[Records from a data source]
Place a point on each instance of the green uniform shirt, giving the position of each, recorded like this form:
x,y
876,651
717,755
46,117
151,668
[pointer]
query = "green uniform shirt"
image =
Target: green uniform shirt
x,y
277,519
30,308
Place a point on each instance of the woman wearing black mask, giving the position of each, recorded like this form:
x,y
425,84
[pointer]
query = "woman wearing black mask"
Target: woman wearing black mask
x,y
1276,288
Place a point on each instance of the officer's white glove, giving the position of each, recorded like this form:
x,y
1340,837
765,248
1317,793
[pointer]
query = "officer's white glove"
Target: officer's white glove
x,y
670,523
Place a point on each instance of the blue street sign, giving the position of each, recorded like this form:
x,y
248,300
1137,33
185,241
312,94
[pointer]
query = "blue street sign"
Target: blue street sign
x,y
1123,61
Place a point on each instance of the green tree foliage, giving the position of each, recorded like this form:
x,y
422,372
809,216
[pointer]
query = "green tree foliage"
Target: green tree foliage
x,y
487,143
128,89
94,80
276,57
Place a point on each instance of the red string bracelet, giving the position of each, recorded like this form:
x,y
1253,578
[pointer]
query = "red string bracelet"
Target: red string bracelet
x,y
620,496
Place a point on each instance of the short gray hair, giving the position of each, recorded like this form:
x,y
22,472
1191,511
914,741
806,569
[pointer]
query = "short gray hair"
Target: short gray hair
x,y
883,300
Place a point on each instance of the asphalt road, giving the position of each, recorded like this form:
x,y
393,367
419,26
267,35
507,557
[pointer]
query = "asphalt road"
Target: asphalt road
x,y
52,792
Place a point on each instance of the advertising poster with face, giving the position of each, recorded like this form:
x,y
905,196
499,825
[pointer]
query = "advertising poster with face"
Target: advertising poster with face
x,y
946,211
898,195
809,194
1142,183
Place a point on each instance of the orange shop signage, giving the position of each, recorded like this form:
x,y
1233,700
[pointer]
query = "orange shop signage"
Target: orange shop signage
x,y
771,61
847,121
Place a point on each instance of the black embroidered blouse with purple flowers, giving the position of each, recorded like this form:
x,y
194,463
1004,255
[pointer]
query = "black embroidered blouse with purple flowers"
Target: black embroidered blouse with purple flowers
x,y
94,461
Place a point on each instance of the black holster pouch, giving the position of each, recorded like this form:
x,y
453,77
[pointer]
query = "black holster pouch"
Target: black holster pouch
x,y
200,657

> **PROBLEM**: List, from the entries above, every line in which the word "query" shows up.

> **TASK RESULT**:
query = "green uniform shirt"
query = "woman wearing black mask"
query = "officer's white glove"
query = "blue street sign"
query = "green tree foliage"
query = "red string bracelet"
query = "short gray hair"
query = "asphalt road"
query = "advertising poster with face"
query = "orange shop signage"
query = "black embroidered blouse with purple flowers"
query = "black holster pouch"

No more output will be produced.